Trecho do texto:
====================
Como trabalhar as emoções com as crianças?

 

As crianças precisam conhecer histórias tristes para aprender a lidar com a tristeza

Eva Martinez, educadora e terapeuta espanhola, discute como trabalhar as emoções com as crianças através da literatura 

Por: Paula Peres 

O currículo da escritora espanhola Eva Martínez é longo: professora, terapeuta e formadora de formadores no Institut de Ciènces de l’Educació (ICE) da Universitat Autónoma de Barcelona (UAB) e diretora pedagógica da Associação ARAE, em Barcelona. 

Especialista em educação emocional, Eva defende a literatura como uma maneira de trabalhar habilidades socioemocionais nas crianças. Especialmente, os contos e as fábulas. É coautora do livro Emociones y familia: El viaje empieza en casa (Emoções e família: a viagem começa em casa, em tradução livre) e Bajo la piel del lobo: acompañar las emociones con los cuentos tradicionales (Debaixo da pele do lobo: acompanhar as emoções com os contos tradicionais).

Eva Martinez costuma dizer que não sabe se escolheu a Educação ou se a Educação a escolheu: desde criança, brincava de ensinar suas bonecas imitando os trejeitos de suas próprias professoras. Já a decisão pela psicologia foi tomada de maneira mais racional. “Às vezes, eu me dava conta de que a escola é um lugar que não te ajuda a crescer emocionalmente”, reflete a educadora. “É um lugar em que se comportar bem é um valor apreciado, em que tirar boas notas é bom, mas quando uma criança se comporta mal, é punida”.

Defensora do direito das crianças de expressarem seus sentimentos, inclusive os ruins, Eva é terminantemente contra as histórias que só mostram personagens perfeitos e terminam bem, como os contos de fadas que sofreram uma espécie de higienização: histórias que foram adaptadas para que só tivessem personagens com sentimentos bons, eventos que não são difíceis de serem explicados para as crianças, mulheres delicadas e homens corajosos.
====================
Dados fornecidos:
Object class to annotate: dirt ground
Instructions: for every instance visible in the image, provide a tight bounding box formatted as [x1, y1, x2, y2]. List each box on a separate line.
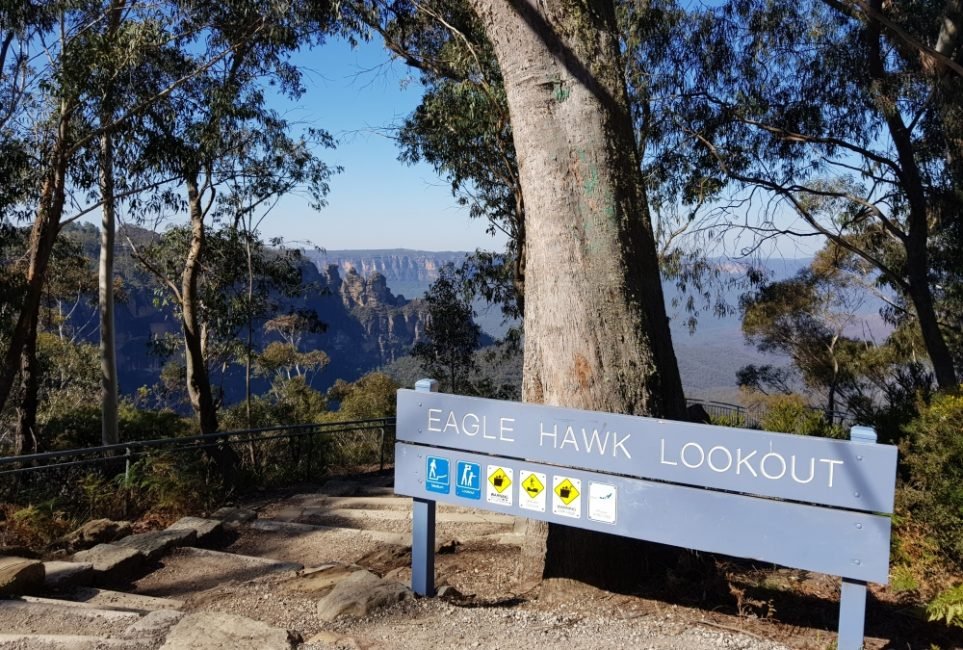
[137, 470, 963, 650]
====================
Lista de tarefas:
1) Em que cidade fica a Associação ARAE, da qual Eva Martínez é diretora pedagógica segundo o texto sobre ela?
2) Que funções o texto sobre Eva Martínez enumera logo depois de "O currículo da escritora espanhola Eva Martínez é longo:"?
3) Prossiga com o texto sobre Eva Martínez e as emoções das crianças, começando logo após a última frase apresentada.

Em resposta:
1) Em Barcelona.

2) Professora; terapeuta; formadora de formadores no Institut de Ciènces de l’Educació (ICE) da Universitat Autónoma de Barcelona (UAB); diretora pedagógica da Associação ARAE, em Barcelona.

3)
“Esse tipo de história gera efeitos negativos na formação da pessoa. É muito difícil para um homem se mostrar frágil, se sentir como uma princesa, porque ele não foi educado para isso, não foi essa referência de homem que ele teve. Precisamos pegar contos que mostram os seres humanos como humanos de verdade”, disse ela durante sua participação na mesa “Embaixo da pele do lobo - temos que ler os clássicos?” no Seminário Internacional Arte, Palavra e Leitura na 1ª infância, realizado pelo Instituto Emília e a Comunidade Educativa CEDAC, em parceria com a Fundação Itaú Social e o Sesc São Paulo.

Veja, a seguir, os principais trechos da entrevista exclusiva concedida a Nova Escola sobre o papel da literatura na formação humana das crianças. 

NOVA ESCOLA: Você diz que se emocionar é diferente de ser uma pessoa sensível. Qual a diferença?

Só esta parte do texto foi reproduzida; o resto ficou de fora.